5. L'acquisition des terrains en cause par SOLIDEO, établissement public de l'Etat, s'inscrit dans ses missions de livraison des ouvrages et de réalisation des opérations d'aménagement nécessaires à l'organisation des Jeux olympiques et paralympiques à Paris en 2024. Cette acquisition ne peut dès lors pas être regardée comme une opération poursuivie au nom de l'Etat en vue de la construction d'un ensemble immobilier à usage d'habitation. Dès lors, le directeur départemental des finances publiques était compétent pour estimer la valeur des terrains cédés par le département de la Seine-Saint-Denis.
6. Toutefois, si les actes administratifs doivent être pris selon les formes et conformément aux procédures prévues par les lois et règlements, un vice affectant le déroulement d'une procédure administrative préalable, suivie à titre obligatoire ou facultatif, n'est de nature à entacher d'illégalité la décision prise que s'il ressort des pièces du dossier qu'il a été susceptible d'exercer, en l'espèce, une influence sur le sens de la décision prise ou qu'il a privé les intéressés d'une garantie. L'application de ce principe n'est pas exclue en cas d'omission d'une procédure obligatoire, à condition qu'une telle omission n'ait pas pour effet d'affecter la compétence de l'auteur de l'acte.
7. La consultation prévue par les dispositions précitées de l'article L. 3213-2 du code général des collectivités territoriales ne présente pas le caractère d'une garantie et il ressort des pièces du dossier qu'en l'espèce, la circonstance que l'avis ait été émis par un service incompétent de l'administration des domaines n'a eu aucune incidence sur le sens des délibérations attaquées. Par suite, le moyen tiré de l'irrégularité de la procédure en raison de l'incompétence de la direction nationale des interventions domaniales sera écarté.

= = = =

OBJECTIFS
1. D'après l'extrait, quelle autorité était compétente pour estimer la valeur des terrains cédés par le département de la Seine-Saint-Denis ?
2. Relevez dans l'extrait, sans rien y changer, le passage qui va de « 6. Toutefois, si » jusqu'à « l'auteur de l'acte. ».
La liste qui suit n'a aucun lien avec l'extrait.

= = = =

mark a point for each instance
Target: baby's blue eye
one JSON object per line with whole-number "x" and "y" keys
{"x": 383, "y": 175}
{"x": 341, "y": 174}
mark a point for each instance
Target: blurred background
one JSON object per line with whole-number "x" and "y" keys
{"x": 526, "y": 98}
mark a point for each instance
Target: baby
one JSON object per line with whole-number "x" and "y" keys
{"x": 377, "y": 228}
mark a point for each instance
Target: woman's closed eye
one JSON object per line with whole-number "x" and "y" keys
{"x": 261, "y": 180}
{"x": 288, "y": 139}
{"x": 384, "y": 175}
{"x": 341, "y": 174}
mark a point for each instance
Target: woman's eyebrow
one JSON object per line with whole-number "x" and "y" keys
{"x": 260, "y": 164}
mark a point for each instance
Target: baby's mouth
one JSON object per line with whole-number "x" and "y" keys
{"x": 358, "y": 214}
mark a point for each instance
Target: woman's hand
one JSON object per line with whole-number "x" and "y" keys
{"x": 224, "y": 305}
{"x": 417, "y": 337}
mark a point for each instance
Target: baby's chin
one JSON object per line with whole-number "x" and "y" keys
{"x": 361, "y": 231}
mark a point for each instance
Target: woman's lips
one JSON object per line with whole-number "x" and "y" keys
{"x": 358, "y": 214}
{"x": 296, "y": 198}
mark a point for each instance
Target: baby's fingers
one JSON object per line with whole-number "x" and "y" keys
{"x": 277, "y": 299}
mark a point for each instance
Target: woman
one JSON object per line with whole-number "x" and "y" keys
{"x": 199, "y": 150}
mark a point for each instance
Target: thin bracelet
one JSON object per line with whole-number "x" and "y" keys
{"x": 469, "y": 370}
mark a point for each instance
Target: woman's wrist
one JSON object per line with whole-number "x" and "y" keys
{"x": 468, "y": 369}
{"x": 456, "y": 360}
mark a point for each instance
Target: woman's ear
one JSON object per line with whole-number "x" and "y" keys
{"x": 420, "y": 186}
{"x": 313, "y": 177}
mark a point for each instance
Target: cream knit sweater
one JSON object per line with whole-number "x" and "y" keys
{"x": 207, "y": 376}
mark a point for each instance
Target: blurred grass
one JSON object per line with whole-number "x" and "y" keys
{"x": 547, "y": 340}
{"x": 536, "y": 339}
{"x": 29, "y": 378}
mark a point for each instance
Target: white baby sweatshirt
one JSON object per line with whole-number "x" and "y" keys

= = = =

RÉSULTATS DE L'EXERCICE
1. Le directeur départemental des finances publiques.

2.
6. Toutefois, si les actes administratifs doivent être pris selon les formes et conformément aux procédures prévues par les lois et règlements, un vice affectant le déroulement d'une procédure administrative préalable, suivie à titre obligatoire ou facultatif, n'est de nature à entacher d'illégalité la décision prise que s'il ressort des pièces du dossier qu'il a été susceptible d'exercer, en l'espèce, une influence sur le sens de la décision prise ou qu'il a privé les intéressés d'une garantie. L'application de ce principe n'est pas exclue en cas d'omission d'une procédure obligatoire, à condition qu'une telle omission n'ait pas pour effet d'affecter la compétence de l'auteur de l'acte.